**Given exercise 1**
Repeat everything in the patch below from "From 914a89383d3275cb3304bde9c6cdd6050357f3f7 Mon" down to "in Deepmil (#650)".

══════════

From 914a89383d3275cb3304bde9c6cdd6050357f3f7 Mon Sep 17 00:00:00 2001
From: Harshita Sharma <61745616+harshita-s@users.noreply.github.com>
Date: Wed, 9 Feb 2022 10:01:57 +0000
Subject: [PATCH] Enable fine-tuning in Deepmil (#650)

---
 CHANGELOG.md                                  |  1 +
 InnerEye/ML/Histopathology/models/deepmil.py  | 11 ++++--
 InnerEye/ML/Histopathology/models/encoders.py |  6 ++-
 .../histo_configs/classification/BaseMIL.py   | 14 +++++--
 .../classification/DeepSMILEPanda.py          | 37 ++++++++++++++-----
 5 files changed, 52 insertions(+), 17 deletions(-)

diff --git a/CHANGELOG.md b/CHANGELOG.md
index 19801749..aa0c76e0 100644
--- a/CHANGELOG.md
+++ b/CHANGELOG.md
@@ -48,6 +48,7 @@ jobs that run in AzureML.

══════════

**Given exercise 2**
Pull out each line of the records below that contains the string "stack". Case counts.

**Items from a data source**
══════════

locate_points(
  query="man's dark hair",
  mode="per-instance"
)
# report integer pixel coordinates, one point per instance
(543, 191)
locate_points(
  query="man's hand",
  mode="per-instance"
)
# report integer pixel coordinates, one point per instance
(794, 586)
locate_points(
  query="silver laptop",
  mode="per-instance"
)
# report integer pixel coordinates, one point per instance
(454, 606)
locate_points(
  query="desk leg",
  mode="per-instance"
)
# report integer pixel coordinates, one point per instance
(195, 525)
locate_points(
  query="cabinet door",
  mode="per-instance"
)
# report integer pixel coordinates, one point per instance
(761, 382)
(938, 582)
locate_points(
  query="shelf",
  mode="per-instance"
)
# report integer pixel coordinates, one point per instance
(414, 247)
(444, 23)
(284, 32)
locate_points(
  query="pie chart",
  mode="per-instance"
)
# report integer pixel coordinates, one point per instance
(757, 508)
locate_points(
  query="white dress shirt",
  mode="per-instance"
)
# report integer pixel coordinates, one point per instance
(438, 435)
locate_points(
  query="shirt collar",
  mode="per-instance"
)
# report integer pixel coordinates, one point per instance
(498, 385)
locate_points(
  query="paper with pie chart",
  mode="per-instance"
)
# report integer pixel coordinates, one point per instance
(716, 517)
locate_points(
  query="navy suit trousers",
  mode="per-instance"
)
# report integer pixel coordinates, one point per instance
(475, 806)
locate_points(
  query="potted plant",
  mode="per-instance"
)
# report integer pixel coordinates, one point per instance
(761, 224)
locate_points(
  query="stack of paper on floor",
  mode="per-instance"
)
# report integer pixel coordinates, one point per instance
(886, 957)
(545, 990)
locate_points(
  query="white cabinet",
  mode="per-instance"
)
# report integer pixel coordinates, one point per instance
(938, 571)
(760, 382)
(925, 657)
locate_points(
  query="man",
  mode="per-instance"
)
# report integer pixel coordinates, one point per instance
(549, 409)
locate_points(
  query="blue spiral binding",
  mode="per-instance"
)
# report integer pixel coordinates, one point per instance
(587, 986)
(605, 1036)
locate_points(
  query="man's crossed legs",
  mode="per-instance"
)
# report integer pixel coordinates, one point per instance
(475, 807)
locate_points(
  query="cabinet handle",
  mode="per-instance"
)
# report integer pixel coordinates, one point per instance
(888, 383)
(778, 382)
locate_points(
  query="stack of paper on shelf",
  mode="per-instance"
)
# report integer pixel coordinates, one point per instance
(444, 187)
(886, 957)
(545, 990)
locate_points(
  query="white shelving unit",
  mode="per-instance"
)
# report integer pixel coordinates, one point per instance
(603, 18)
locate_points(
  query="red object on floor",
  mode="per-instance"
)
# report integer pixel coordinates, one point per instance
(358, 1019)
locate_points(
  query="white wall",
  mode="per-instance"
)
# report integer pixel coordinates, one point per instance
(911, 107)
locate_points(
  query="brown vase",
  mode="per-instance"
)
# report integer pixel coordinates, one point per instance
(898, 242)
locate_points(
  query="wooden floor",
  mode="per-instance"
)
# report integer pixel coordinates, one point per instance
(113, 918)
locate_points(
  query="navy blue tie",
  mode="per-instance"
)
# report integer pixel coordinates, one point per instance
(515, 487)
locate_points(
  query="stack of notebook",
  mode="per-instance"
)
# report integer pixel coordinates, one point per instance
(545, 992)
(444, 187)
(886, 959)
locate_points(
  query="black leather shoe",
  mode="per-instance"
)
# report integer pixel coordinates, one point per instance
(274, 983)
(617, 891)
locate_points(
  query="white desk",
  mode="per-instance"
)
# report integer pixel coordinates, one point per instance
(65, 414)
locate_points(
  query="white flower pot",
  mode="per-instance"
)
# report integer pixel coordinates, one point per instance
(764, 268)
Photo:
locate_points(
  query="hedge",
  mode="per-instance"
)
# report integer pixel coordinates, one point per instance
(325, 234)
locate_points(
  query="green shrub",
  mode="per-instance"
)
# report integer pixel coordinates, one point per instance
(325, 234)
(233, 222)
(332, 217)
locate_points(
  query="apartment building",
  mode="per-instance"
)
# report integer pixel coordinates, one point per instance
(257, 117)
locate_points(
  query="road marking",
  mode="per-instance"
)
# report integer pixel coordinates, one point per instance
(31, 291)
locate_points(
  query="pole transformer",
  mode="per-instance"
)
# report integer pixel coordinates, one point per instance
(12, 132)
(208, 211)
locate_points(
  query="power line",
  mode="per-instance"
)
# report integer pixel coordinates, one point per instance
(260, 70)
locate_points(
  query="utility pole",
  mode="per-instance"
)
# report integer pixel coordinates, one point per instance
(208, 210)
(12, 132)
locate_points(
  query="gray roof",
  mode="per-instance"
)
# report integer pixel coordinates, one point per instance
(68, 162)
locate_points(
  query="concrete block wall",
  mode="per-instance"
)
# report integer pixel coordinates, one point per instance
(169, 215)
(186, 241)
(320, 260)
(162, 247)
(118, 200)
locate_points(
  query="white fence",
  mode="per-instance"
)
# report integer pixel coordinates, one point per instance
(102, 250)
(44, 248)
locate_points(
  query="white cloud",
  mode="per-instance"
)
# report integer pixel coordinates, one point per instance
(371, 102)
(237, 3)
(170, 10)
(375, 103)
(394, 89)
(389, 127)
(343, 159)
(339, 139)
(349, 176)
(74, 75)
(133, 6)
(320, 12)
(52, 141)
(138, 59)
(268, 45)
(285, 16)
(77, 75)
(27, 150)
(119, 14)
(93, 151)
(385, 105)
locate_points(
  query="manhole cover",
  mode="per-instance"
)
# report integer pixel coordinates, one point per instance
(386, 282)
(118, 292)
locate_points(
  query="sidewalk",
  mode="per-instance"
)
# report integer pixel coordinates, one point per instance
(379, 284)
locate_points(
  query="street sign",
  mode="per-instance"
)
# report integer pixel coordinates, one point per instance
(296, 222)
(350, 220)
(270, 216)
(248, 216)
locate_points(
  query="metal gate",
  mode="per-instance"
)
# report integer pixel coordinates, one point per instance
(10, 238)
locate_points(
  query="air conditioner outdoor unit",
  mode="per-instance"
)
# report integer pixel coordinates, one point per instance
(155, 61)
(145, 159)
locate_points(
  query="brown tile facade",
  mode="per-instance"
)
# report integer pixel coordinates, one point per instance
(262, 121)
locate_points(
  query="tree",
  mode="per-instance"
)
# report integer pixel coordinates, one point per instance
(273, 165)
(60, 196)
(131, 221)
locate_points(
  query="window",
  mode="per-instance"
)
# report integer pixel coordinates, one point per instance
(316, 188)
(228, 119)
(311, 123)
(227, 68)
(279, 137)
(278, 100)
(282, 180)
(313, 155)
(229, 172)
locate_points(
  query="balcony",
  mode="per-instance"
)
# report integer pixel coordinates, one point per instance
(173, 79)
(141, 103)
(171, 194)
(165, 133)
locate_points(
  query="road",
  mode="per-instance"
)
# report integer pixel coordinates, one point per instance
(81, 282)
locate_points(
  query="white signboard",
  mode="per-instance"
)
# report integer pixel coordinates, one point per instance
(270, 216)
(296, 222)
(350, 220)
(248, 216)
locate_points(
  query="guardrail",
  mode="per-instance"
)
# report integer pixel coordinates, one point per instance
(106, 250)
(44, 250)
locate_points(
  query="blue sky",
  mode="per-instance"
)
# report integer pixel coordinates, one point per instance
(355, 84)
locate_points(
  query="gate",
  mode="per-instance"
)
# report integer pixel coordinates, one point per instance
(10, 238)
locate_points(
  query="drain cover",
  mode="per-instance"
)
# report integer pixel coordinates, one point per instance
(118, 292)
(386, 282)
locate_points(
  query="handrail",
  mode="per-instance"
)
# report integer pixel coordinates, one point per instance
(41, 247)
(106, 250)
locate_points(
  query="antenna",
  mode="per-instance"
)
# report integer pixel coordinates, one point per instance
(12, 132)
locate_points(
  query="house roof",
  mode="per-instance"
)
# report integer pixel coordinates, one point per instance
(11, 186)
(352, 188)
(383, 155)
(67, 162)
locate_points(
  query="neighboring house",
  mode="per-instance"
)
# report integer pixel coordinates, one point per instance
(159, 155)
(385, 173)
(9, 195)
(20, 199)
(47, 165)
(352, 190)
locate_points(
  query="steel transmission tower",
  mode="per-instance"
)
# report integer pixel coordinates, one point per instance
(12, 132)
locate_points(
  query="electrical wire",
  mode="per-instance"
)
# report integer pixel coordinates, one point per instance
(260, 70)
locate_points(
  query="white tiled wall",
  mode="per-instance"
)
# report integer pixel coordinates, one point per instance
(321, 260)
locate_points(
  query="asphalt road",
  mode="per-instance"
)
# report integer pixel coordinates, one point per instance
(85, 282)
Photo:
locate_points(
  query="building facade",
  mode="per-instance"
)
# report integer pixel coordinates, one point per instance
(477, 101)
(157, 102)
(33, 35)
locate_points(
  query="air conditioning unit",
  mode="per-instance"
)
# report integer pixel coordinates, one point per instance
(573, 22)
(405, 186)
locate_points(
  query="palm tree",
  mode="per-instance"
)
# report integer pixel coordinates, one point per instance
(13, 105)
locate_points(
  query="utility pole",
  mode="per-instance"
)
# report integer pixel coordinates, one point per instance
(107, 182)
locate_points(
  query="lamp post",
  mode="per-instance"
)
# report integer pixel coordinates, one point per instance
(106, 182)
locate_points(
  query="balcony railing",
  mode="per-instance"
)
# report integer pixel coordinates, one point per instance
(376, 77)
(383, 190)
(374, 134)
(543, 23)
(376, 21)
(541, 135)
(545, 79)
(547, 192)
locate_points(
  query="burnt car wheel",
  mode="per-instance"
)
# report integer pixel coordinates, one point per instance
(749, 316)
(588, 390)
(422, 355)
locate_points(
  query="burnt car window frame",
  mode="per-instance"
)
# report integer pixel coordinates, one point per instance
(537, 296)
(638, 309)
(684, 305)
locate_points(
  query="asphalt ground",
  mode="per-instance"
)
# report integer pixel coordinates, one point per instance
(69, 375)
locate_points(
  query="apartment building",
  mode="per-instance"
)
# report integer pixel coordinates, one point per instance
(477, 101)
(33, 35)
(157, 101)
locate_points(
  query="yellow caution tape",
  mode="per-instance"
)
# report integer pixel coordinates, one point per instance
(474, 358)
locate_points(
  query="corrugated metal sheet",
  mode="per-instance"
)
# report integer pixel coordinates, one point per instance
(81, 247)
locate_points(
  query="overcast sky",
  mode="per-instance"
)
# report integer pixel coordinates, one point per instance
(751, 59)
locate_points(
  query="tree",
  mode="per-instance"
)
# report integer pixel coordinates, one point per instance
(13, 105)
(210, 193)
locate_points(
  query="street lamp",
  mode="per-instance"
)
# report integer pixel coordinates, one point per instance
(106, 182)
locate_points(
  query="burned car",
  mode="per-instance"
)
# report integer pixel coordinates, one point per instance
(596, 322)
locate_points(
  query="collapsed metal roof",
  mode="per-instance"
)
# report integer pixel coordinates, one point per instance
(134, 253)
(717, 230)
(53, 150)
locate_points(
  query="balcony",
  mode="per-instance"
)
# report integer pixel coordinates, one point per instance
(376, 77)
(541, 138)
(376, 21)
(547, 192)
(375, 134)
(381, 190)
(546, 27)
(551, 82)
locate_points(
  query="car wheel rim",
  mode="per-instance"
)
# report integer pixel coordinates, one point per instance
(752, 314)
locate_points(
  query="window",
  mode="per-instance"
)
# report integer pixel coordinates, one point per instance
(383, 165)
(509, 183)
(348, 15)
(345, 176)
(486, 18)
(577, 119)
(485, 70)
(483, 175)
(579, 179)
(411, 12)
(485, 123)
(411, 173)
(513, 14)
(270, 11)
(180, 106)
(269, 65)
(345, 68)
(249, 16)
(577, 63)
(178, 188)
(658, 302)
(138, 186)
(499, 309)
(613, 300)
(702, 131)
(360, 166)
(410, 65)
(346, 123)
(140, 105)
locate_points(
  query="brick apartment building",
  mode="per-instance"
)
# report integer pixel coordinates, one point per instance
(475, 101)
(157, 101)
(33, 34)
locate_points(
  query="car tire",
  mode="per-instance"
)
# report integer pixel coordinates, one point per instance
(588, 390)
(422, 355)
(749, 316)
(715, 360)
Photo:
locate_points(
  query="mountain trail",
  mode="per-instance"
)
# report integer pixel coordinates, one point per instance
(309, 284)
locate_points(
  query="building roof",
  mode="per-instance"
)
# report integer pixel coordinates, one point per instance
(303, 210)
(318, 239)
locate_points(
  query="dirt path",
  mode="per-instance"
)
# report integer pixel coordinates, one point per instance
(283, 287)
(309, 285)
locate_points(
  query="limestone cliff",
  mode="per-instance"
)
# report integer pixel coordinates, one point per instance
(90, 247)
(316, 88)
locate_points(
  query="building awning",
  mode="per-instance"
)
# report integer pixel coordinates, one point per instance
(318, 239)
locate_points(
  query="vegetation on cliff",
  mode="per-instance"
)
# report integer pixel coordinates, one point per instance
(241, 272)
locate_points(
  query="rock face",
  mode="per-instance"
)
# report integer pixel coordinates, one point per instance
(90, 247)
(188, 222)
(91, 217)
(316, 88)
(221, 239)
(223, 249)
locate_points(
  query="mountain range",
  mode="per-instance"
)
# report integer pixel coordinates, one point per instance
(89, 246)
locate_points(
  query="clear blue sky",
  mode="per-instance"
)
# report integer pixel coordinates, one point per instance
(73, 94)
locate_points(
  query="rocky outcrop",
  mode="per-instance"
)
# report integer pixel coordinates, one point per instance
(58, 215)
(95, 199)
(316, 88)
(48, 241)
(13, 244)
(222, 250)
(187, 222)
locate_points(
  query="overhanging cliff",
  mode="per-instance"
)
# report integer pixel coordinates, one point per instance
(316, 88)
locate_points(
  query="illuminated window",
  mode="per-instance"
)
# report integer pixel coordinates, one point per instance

══════════

**Full answer 1**
From 914a89383d3275cb3304bde9c6cdd6050357f3f7 Mon Sep 17 00:00:00 2001
From: Harshita Sharma <61745616+harshita-s@users.noreply.github.com>
Date: Wed, 9 Feb 2022 10:01:57 +0000
Subject: [PATCH] Enable fine-tuning in Deepmil (#650)

**Full answer 2**
  query="stack of paper on floor",
  query="stack of paper on shelf",
  query="stack of notebook",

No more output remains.